Aim of the task: Could you give all of the material below as a Markdown table with columns Row and Line, one numbered row per line and no blank lines?

Records for the exercise:
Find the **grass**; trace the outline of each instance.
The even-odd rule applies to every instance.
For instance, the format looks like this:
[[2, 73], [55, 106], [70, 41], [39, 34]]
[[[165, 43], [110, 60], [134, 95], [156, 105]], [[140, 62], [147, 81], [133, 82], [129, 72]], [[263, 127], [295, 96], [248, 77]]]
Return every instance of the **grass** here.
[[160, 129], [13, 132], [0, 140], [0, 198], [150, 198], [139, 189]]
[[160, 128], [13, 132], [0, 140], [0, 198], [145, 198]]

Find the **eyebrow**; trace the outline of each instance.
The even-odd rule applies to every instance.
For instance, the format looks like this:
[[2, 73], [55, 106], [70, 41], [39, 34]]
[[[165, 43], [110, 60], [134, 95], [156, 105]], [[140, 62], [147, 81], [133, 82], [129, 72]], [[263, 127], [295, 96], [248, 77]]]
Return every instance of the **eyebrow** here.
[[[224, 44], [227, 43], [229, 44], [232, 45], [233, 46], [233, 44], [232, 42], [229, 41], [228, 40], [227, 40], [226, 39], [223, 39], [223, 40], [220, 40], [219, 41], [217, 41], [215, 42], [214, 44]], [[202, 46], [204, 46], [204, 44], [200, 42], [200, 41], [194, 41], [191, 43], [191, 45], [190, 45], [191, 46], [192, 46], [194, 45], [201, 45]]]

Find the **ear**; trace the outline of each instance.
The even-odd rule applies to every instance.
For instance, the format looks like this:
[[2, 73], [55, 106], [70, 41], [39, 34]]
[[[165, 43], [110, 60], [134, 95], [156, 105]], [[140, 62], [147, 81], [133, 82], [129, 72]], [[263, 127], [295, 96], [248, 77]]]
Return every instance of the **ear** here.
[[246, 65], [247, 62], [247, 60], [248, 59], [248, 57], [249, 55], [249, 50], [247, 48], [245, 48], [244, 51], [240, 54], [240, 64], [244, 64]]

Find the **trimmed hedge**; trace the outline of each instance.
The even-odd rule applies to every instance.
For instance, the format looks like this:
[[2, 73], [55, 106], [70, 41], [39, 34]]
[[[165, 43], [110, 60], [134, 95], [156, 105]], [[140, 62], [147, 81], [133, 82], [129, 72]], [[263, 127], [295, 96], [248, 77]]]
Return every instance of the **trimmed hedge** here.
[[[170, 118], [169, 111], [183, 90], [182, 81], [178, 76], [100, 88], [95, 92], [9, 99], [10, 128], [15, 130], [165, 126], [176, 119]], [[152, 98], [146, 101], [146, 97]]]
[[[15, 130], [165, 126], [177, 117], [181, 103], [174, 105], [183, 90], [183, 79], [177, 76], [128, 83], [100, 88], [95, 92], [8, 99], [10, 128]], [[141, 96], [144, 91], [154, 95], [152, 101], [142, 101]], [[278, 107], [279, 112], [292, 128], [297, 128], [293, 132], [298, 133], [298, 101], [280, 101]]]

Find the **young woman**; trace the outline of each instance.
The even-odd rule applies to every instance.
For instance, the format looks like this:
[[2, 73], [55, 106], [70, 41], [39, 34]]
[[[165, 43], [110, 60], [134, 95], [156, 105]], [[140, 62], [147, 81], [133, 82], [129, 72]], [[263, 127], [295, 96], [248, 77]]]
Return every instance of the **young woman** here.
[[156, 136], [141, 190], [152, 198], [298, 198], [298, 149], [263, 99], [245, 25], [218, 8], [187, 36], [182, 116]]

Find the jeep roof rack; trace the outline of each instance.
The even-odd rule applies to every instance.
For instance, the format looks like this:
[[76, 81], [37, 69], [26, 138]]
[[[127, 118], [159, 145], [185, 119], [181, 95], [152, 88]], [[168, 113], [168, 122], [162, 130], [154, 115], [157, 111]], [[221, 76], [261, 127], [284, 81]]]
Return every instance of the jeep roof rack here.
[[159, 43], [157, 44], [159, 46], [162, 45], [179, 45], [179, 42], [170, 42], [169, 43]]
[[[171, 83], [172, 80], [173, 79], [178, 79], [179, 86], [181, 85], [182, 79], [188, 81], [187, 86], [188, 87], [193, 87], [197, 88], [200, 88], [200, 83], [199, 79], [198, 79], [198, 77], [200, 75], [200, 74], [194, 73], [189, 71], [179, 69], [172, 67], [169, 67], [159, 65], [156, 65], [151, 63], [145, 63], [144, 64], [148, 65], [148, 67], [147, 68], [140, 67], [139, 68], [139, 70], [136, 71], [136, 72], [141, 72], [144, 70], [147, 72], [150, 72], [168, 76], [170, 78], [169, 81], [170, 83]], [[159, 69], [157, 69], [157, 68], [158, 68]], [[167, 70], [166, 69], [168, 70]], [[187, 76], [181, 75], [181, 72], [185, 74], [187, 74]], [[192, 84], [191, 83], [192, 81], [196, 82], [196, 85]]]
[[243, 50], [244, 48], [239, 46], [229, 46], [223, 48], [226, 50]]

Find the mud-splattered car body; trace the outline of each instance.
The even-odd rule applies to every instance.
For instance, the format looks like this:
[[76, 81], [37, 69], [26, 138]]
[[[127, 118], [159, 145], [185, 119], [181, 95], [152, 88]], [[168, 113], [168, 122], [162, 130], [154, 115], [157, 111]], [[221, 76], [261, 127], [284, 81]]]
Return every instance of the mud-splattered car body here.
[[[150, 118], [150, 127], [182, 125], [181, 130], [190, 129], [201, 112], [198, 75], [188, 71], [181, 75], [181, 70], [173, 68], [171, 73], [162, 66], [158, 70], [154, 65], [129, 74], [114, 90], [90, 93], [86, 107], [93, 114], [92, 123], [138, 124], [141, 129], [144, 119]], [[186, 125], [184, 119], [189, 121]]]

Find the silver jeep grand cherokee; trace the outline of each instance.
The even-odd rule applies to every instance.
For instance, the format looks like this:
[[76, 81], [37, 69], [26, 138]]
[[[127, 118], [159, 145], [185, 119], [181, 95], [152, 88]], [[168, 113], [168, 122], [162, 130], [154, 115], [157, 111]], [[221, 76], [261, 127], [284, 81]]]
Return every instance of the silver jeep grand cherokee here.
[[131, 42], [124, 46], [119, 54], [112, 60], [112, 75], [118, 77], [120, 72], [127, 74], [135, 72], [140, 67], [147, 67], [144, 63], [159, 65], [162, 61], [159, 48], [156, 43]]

Solution below:
| Row | Line |
|---|---|
| 1 | Find the **grass**; trace the outline of each instance. |
| 2 | The even-odd rule applies to every instance. |
| 3 | For instance, the format looks like this: |
| 4 | [[2, 73], [55, 106], [70, 41], [39, 34]] |
| 5 | [[[165, 43], [110, 60], [134, 95], [156, 105]], [[140, 62], [147, 81], [133, 82], [129, 72]], [[263, 127], [295, 96], [248, 77]]] |
| 6 | Return every instance of the **grass** here. |
| 7 | [[160, 129], [13, 132], [0, 140], [0, 198], [150, 198], [139, 189]] |
| 8 | [[160, 128], [13, 132], [0, 140], [0, 198], [145, 198]] |
| 9 | Find the **eyebrow**; trace the outline of each instance. |
| 10 | The even-odd rule applies to every instance. |
| 11 | For instance, the format looks like this: |
| 12 | [[2, 73], [55, 106], [70, 41], [39, 34]] |
| 13 | [[[165, 43], [110, 60], [134, 95], [156, 105]], [[140, 62], [147, 81], [133, 82], [129, 72]], [[263, 127], [295, 96], [248, 77]]] |
| 14 | Return every instance of the **eyebrow** here. |
| 15 | [[[224, 44], [227, 43], [229, 44], [232, 45], [233, 46], [233, 44], [232, 42], [229, 41], [228, 40], [227, 40], [226, 39], [223, 39], [223, 40], [220, 40], [219, 41], [217, 41], [215, 42], [214, 44]], [[202, 46], [204, 46], [204, 44], [200, 42], [200, 41], [194, 41], [191, 43], [191, 45], [190, 45], [191, 46], [192, 46], [194, 45], [201, 45]]] |
| 16 | Find the **ear**; trace the outline of each instance. |
| 17 | The even-odd rule applies to every instance. |
| 18 | For instance, the format looks like this: |
| 19 | [[2, 73], [55, 106], [70, 41], [39, 34]] |
| 20 | [[[165, 43], [110, 60], [134, 95], [156, 105]], [[140, 62], [147, 81], [133, 82], [129, 72]], [[263, 127], [295, 96], [248, 77]]] |
| 21 | Return every instance of the **ear** here. |
| 22 | [[246, 65], [247, 62], [247, 60], [248, 59], [248, 57], [249, 55], [249, 50], [247, 48], [245, 48], [244, 51], [240, 54], [240, 64], [244, 64]] |
| 23 | Find the **trimmed hedge**; trace the outline of each instance. |
| 24 | The even-odd rule applies to every instance. |
| 25 | For instance, the format looks like this: |
| 26 | [[2, 73], [55, 106], [70, 41], [39, 34]] |
| 27 | [[[165, 43], [110, 60], [134, 95], [156, 105]], [[140, 62], [147, 81], [133, 82], [129, 72]], [[263, 127], [295, 96], [248, 77]]] |
| 28 | Return every instance of the **trimmed hedge** here. |
| 29 | [[[170, 118], [169, 111], [183, 90], [182, 81], [178, 76], [100, 88], [95, 92], [9, 99], [10, 128], [15, 130], [165, 126], [176, 119]], [[152, 98], [146, 101], [146, 97]]] |
| 30 | [[[15, 130], [165, 126], [177, 117], [181, 103], [174, 105], [183, 90], [183, 79], [177, 76], [128, 83], [100, 88], [95, 92], [8, 99], [10, 128]], [[141, 96], [144, 91], [154, 95], [152, 101], [142, 101]], [[278, 107], [279, 112], [292, 128], [297, 128], [293, 132], [298, 133], [298, 101], [280, 101]]] |
| 31 | Find the **young woman**; trace the outline of each instance. |
| 32 | The even-odd rule applies to every instance. |
| 33 | For instance, the format looks like this: |
| 34 | [[2, 73], [55, 106], [70, 41], [39, 34]] |
| 35 | [[[165, 43], [110, 60], [134, 95], [156, 105]], [[140, 62], [147, 81], [133, 82], [129, 72]], [[263, 127], [295, 96], [248, 77]]] |
| 36 | Return every instance of the **young woman** here. |
| 37 | [[156, 136], [141, 190], [152, 198], [298, 198], [298, 149], [263, 99], [245, 25], [218, 8], [187, 36], [182, 116]] |
| 38 | Find the jeep roof rack; trace the outline of each instance. |
| 39 | The even-odd rule applies to every instance. |
| 40 | For instance, the format looks like this: |
| 41 | [[76, 81], [37, 69], [26, 138]] |
| 42 | [[[127, 118], [159, 145], [185, 119], [181, 95], [152, 88]], [[168, 113], [168, 122], [162, 130], [154, 115], [157, 111]], [[221, 76], [261, 127], [284, 81]]] |
| 43 | Return every instance of the jeep roof rack here. |
| 44 | [[159, 43], [157, 44], [159, 46], [162, 45], [179, 45], [179, 42], [170, 42], [169, 43]] |
| 45 | [[[171, 83], [172, 80], [173, 79], [178, 79], [179, 86], [181, 85], [182, 79], [188, 81], [187, 86], [188, 87], [193, 87], [197, 88], [200, 88], [200, 83], [199, 79], [198, 79], [198, 77], [200, 75], [200, 74], [194, 73], [189, 71], [179, 69], [172, 67], [169, 67], [159, 65], [156, 65], [151, 63], [145, 63], [144, 64], [148, 65], [148, 67], [147, 68], [140, 67], [139, 68], [139, 70], [136, 71], [136, 72], [141, 72], [144, 70], [147, 72], [150, 72], [168, 76], [170, 78], [169, 81], [170, 83]], [[159, 69], [157, 69], [157, 68], [158, 68]], [[167, 70], [166, 69], [168, 70]], [[187, 76], [181, 75], [181, 72], [185, 74], [187, 74]], [[192, 84], [191, 83], [192, 81], [196, 82], [196, 85]]] |
| 46 | [[243, 50], [244, 48], [239, 46], [229, 46], [223, 48], [226, 50]] |
| 47 | Find the mud-splattered car body; trace the outline of each instance. |
| 48 | The even-odd rule applies to every instance. |
| 49 | For instance, the format looks like this: |
| 50 | [[76, 81], [37, 69], [26, 138]] |
| 51 | [[[127, 118], [159, 145], [185, 119], [181, 95], [152, 88]], [[168, 113], [168, 122], [162, 130], [154, 115], [157, 111]], [[221, 76], [261, 127], [284, 81]]] |
| 52 | Return every instance of the mud-splattered car body here. |
| 53 | [[[150, 118], [150, 127], [182, 125], [181, 130], [190, 129], [201, 112], [198, 75], [188, 71], [181, 75], [181, 70], [173, 68], [171, 73], [162, 66], [158, 70], [154, 65], [129, 74], [114, 90], [90, 93], [86, 107], [93, 114], [92, 123], [138, 124], [141, 129], [144, 119]], [[186, 125], [184, 119], [189, 121]]] |
| 54 | Find the silver jeep grand cherokee; trace the outline of each instance. |
| 55 | The even-odd rule applies to every instance. |
| 56 | For instance, the format looks like this: |
| 57 | [[76, 81], [37, 69], [26, 138]] |
| 58 | [[[127, 118], [159, 145], [185, 119], [181, 95], [152, 88]], [[168, 113], [168, 122], [162, 130], [154, 115], [157, 111]], [[221, 76], [261, 127], [284, 81]]] |
| 59 | Return every instance of the silver jeep grand cherokee here. |
| 60 | [[131, 42], [124, 46], [119, 54], [112, 60], [112, 75], [118, 77], [120, 72], [127, 74], [135, 72], [140, 67], [147, 67], [144, 63], [159, 65], [162, 61], [159, 48], [156, 43]] |